#### [Source extract]
+--
Tuesday, May 28, 2013

Boy was sick this week.  At first he started out with a fever and a cough, not enough to worry.  By day 2 his fever topped 104° and I began to freak out.  104° is the magic Mommy freak out temp, by the way.  the temp dropped within a couple of hours and I thought that maybe he had broken and was on the mend, but no.  The 3rd day saw temps at 105°.  I dropped his happy butt into a cold bath and called his old pediatrician.  The rather snippy woman on the phone informed me that he was fine, not to worry, and that he was too old for a pediatrician.  I took him to the doc-in-the-box the next morning.  Turns out he has PNEUMONIA.  Never trust the snippy, wish I was a real nurse, but instead I'm just a medical office type receptionist beyotch, always always trust your gut.  Especially when it comes to Mom junk.  You know your kids better than any one.

So anyway he's back in school, and I'm back in business.

I posted a few pieces on an art site, see here:  http://www.absolutearts.com/portfolios/c/cristy0921/

Totally check it out!  I'm so proud of myself.  I've given away, sold and lost so many pieces over the years, I'm really glad to finally be trying to do something with my passion.  I hope you like it.
+--
#### [Extracted records]
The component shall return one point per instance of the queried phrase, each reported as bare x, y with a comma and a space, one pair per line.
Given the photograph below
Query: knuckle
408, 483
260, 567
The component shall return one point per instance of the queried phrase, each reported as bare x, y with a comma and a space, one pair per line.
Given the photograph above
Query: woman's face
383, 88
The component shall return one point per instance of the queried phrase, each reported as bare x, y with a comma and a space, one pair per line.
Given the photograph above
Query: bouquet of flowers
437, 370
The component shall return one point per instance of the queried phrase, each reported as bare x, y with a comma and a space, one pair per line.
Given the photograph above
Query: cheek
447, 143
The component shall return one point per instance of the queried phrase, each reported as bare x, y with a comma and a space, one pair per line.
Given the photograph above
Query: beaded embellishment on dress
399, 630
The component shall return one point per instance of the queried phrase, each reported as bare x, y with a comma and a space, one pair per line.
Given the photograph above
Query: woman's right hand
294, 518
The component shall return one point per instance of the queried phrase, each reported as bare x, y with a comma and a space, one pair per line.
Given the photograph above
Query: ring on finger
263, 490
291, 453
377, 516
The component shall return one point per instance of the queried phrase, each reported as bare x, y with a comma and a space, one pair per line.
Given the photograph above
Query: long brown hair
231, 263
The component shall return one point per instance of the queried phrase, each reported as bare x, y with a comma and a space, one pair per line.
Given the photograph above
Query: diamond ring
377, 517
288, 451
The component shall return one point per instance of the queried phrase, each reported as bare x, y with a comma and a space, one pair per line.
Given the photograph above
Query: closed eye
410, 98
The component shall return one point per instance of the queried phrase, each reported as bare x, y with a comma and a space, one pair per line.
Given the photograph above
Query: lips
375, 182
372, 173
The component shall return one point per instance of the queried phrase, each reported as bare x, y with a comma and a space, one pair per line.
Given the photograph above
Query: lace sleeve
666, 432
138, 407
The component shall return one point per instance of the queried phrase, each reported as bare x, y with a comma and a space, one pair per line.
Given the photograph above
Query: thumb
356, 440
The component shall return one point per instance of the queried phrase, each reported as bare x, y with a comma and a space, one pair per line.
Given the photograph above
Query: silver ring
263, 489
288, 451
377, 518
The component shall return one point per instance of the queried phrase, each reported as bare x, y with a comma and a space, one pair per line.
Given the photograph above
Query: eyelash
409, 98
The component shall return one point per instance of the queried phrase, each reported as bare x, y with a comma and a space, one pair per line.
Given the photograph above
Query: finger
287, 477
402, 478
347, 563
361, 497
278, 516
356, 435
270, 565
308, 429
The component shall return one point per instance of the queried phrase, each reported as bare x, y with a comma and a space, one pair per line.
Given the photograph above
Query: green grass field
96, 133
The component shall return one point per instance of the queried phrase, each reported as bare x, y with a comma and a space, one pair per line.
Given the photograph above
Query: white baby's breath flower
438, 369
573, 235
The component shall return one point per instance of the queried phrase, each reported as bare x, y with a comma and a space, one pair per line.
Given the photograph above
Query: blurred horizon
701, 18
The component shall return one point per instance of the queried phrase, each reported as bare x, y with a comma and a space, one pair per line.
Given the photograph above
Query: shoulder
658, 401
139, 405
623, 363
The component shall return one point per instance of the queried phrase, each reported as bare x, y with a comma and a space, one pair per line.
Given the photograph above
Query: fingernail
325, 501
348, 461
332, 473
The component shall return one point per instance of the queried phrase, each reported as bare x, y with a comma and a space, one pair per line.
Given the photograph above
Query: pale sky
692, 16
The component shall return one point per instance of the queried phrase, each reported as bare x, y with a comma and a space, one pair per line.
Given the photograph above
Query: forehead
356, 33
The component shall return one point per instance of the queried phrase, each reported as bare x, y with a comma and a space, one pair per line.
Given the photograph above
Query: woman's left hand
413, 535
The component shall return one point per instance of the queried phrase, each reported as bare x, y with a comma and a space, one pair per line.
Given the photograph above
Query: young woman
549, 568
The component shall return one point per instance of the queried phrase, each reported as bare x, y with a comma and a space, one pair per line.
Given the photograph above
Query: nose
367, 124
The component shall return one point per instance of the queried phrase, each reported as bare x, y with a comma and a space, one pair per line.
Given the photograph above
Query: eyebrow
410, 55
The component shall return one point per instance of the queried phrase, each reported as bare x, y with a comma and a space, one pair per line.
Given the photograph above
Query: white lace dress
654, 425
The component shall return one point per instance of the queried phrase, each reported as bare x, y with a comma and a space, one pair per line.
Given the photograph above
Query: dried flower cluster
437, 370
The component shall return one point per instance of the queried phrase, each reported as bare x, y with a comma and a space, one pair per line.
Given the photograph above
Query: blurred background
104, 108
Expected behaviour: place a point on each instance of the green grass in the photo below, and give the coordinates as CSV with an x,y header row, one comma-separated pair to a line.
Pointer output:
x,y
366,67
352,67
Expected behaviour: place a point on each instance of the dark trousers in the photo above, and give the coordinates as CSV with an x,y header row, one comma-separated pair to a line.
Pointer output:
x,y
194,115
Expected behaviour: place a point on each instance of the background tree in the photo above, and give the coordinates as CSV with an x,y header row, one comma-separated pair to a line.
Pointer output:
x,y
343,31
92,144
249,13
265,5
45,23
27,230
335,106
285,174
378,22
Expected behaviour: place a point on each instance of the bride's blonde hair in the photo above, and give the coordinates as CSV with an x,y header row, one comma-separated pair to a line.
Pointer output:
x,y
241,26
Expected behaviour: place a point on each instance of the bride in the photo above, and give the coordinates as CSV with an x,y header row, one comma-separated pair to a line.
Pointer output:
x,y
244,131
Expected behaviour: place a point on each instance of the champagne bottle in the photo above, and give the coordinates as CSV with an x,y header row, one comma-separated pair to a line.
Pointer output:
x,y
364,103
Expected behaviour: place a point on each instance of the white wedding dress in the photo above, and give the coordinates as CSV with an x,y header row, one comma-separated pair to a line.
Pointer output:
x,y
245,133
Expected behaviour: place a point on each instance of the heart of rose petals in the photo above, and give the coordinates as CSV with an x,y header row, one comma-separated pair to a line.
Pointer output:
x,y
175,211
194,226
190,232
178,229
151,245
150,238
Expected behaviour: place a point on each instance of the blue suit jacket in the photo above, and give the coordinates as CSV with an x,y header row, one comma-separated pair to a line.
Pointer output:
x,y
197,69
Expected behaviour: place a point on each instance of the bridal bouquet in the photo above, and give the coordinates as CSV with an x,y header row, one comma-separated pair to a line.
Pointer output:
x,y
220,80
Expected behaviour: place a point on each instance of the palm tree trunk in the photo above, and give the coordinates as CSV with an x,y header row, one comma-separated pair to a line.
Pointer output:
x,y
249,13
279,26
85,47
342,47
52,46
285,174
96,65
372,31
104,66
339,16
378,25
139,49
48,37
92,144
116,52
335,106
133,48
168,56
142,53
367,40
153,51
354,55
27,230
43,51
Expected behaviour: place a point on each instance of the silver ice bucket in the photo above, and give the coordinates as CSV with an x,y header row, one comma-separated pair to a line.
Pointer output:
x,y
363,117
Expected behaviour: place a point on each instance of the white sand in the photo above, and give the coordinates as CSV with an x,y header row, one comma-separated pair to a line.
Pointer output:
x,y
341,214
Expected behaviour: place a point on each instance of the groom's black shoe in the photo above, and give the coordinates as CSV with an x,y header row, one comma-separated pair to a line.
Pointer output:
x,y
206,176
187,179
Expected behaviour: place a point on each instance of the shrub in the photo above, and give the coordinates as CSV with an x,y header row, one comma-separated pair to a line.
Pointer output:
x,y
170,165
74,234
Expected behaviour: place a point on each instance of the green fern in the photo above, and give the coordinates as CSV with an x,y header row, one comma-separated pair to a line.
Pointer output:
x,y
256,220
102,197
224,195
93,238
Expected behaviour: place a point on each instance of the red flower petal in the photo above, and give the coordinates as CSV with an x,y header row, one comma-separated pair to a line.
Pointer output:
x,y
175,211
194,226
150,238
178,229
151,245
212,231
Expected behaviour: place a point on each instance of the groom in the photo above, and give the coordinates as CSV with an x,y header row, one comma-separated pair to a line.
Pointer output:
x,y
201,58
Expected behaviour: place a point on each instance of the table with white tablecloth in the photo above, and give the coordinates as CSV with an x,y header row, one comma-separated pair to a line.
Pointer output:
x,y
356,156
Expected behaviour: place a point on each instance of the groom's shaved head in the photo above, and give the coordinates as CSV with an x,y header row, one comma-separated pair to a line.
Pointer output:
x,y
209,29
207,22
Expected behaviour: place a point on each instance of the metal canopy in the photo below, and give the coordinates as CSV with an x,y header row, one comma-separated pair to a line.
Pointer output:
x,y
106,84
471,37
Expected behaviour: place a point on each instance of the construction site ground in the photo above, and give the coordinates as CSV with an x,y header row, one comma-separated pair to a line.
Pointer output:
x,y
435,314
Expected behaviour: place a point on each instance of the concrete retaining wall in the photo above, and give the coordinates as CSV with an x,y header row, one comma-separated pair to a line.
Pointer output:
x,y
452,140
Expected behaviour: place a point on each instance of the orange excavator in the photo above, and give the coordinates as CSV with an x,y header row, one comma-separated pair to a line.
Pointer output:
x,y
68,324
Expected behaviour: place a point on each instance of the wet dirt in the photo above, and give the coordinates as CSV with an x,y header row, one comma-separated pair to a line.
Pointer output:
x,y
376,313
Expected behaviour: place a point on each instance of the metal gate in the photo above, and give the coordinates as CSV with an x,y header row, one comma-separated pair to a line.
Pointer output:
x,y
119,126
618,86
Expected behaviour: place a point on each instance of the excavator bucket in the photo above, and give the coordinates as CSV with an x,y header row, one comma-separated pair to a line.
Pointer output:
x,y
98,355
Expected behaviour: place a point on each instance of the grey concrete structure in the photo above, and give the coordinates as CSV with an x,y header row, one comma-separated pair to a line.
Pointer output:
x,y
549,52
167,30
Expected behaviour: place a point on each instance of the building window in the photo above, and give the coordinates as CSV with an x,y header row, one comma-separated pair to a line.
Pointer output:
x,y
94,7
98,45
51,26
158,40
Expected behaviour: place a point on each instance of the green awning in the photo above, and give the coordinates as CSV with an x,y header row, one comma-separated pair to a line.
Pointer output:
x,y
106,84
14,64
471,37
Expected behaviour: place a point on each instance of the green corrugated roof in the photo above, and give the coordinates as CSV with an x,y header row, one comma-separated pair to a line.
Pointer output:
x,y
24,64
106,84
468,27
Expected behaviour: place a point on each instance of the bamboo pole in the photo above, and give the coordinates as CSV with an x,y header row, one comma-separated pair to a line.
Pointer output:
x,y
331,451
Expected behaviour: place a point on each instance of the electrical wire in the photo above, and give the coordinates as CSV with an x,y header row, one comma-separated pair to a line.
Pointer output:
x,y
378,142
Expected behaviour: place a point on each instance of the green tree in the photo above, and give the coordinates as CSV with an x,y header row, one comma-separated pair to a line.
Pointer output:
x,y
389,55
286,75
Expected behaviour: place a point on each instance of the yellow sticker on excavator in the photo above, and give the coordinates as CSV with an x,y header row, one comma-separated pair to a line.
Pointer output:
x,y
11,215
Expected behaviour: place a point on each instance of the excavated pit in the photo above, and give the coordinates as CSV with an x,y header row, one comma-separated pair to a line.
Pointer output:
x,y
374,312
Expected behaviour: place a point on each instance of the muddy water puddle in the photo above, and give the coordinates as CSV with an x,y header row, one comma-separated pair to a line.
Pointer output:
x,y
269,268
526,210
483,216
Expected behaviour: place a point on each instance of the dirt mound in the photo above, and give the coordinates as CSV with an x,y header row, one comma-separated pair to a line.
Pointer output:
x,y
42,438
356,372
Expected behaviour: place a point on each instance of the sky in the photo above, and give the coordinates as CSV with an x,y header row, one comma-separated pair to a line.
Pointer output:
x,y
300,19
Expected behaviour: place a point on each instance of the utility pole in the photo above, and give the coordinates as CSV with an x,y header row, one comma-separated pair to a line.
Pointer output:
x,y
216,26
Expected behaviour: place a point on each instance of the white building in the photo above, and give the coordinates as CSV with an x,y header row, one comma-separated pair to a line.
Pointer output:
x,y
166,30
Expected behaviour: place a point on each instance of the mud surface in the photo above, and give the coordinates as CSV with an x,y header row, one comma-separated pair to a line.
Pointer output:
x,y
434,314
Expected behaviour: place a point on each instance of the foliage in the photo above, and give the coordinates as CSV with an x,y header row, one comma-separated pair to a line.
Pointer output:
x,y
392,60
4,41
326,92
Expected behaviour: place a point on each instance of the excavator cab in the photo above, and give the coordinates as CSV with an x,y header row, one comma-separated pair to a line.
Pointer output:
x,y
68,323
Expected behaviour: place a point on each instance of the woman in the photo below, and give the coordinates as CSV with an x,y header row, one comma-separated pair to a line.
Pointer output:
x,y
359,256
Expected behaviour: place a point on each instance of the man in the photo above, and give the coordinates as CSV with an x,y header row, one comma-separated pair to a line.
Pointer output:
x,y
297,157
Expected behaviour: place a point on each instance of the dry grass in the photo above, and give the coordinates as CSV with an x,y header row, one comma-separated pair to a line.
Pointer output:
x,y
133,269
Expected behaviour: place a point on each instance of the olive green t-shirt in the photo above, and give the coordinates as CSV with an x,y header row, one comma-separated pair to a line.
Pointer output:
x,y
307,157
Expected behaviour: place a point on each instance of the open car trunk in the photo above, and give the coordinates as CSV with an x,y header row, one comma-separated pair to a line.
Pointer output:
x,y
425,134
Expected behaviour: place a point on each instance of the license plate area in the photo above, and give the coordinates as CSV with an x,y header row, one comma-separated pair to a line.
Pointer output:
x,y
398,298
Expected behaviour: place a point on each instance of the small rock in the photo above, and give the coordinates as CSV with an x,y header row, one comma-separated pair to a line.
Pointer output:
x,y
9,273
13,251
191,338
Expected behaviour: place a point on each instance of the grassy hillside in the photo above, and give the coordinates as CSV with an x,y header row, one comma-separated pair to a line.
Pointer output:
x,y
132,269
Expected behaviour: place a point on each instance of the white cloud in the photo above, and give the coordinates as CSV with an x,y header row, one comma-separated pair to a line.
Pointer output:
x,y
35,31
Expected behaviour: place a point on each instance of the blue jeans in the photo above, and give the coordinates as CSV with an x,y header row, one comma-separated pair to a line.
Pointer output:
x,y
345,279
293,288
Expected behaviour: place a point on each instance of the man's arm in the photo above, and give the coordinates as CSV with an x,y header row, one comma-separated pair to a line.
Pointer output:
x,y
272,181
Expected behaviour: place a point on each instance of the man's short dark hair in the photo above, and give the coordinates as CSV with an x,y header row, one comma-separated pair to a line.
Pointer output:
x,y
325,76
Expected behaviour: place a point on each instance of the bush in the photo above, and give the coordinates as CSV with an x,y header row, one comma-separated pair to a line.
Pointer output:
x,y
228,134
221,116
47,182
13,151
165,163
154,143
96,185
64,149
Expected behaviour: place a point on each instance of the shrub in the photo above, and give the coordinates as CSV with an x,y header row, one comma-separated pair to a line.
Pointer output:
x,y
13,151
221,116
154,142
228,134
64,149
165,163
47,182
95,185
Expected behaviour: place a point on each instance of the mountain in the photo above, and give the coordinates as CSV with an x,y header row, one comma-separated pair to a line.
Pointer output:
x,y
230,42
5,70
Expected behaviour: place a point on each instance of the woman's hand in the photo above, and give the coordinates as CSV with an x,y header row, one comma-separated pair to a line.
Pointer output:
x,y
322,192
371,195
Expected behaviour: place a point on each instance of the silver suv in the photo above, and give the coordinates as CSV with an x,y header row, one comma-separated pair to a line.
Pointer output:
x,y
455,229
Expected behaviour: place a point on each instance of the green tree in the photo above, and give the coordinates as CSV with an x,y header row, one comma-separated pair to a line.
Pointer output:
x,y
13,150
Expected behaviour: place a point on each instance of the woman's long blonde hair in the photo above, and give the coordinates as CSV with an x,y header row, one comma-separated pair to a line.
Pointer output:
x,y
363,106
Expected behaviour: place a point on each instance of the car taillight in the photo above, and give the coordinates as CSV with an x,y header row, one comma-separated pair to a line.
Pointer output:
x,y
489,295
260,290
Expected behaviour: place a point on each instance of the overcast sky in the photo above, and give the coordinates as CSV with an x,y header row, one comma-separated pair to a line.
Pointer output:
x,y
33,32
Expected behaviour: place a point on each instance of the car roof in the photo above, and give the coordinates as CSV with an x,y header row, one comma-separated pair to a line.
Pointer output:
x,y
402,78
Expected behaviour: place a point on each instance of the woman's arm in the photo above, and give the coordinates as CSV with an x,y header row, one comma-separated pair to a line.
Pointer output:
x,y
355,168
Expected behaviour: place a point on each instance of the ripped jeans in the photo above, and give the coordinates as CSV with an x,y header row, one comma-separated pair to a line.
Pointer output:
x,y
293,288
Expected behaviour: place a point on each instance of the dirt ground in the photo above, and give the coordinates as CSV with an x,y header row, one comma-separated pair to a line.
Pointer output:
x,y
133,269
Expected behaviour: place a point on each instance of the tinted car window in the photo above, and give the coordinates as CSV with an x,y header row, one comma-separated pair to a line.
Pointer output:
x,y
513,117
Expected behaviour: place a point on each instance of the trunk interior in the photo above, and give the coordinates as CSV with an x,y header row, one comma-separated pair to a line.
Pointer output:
+--
#### [Problems and tasks]
[A] According to the blog post, what illness was the boy found to have?
[B] Using the blog post, explain why the writer is glad to be posting pieces on an art site.
Work only from the blog post.

#### [Exercise answers]
[A] Pneumonia.

[B] Over the years she has given away, sold and lost many pieces. She is glad to finally be trying to do something with her passion.